Coordinate annotation records:
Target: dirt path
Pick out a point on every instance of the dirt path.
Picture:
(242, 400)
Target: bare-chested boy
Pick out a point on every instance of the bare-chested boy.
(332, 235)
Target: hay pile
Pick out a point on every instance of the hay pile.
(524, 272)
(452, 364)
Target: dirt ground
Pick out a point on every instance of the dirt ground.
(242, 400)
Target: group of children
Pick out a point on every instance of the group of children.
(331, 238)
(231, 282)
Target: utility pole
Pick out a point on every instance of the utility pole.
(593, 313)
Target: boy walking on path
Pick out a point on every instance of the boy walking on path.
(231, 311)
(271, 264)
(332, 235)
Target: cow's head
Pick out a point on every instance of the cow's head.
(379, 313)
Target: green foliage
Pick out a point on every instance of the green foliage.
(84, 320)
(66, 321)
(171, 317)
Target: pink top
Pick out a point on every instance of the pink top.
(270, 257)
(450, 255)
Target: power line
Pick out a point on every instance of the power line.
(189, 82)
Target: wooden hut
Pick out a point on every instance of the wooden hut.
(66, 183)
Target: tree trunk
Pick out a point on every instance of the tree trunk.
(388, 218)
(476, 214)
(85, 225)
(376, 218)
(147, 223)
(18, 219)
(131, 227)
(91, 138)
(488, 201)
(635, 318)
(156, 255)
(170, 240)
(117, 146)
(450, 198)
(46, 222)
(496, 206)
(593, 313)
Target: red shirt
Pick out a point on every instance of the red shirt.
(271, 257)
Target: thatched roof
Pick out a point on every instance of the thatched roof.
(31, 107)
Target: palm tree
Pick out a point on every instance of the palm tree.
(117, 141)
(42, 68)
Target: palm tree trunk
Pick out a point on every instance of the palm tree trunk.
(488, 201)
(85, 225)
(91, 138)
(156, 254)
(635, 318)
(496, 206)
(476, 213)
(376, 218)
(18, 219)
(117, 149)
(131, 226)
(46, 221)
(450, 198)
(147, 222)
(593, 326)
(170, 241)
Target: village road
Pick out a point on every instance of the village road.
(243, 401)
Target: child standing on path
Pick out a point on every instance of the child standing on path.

#### Problem statement
Repeat only the stretch of lines that opens with the line containing "Target: red shirt" and closes with the final line of the entries, both included, exactly as written.

#### Solution below
Target: red shirt
Pick out a point on every instance of the red shirt.
(271, 257)
Target: thatched roof
Pick out a point on every instance of the thatched roof.
(31, 107)
Target: palm tree
Pick out a point on every instance of the palm tree.
(117, 141)
(42, 68)
Target: palm tree trunk
Pick out a point on every instance of the palm tree trunk.
(488, 201)
(85, 225)
(91, 138)
(156, 254)
(635, 318)
(496, 206)
(476, 213)
(376, 218)
(18, 219)
(117, 149)
(131, 226)
(46, 221)
(450, 198)
(147, 222)
(593, 326)
(170, 241)
Target: village road
Pick out a point on every instance of the village road.
(243, 401)
Target: child standing on path
Pick out a point on every instance of the child standing on path.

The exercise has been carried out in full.